─── DATA LISTING ───

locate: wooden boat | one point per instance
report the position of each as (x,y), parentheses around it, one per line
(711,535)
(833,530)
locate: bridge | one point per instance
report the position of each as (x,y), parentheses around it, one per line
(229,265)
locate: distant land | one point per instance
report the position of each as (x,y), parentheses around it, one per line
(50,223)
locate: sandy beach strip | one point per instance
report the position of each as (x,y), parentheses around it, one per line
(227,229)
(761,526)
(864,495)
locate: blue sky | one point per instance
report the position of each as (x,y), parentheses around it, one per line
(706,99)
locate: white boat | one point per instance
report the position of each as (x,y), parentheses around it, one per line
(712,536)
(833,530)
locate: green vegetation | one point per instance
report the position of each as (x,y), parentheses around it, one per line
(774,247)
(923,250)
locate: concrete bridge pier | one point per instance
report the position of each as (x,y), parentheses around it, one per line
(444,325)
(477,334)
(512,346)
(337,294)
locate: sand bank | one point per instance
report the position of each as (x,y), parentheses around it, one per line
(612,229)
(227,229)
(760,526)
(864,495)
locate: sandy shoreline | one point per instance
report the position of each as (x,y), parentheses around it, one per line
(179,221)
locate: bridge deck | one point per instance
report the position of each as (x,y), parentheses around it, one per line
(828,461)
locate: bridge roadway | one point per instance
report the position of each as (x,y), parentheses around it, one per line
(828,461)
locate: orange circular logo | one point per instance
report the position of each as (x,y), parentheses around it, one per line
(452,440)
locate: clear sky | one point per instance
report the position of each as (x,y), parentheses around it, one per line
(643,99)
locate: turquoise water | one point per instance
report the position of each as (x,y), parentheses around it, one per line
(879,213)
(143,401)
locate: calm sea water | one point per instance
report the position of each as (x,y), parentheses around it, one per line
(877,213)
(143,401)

───

DESCRIPTION OF THE TASK: Word for word, restate the lines of the data above that fall between the line holding "locate: distant land | one point per instance" and the line holding "locate: white boat | one point per instance", inclusive, and no other lines.

EXERCISE RESULT:
locate: distant land | one point per instance
report the position of each as (x,y), parentheses around it, one per line
(50,223)
locate: sandy beach strip | one point per instance
report the position of each as (x,y), parentheses around it, one per line
(227,229)
(761,526)
(864,495)
locate: blue sky | one point per instance
report the position of each as (x,y), parentheses around it, one per line
(706,99)
locate: white boat | one point per instance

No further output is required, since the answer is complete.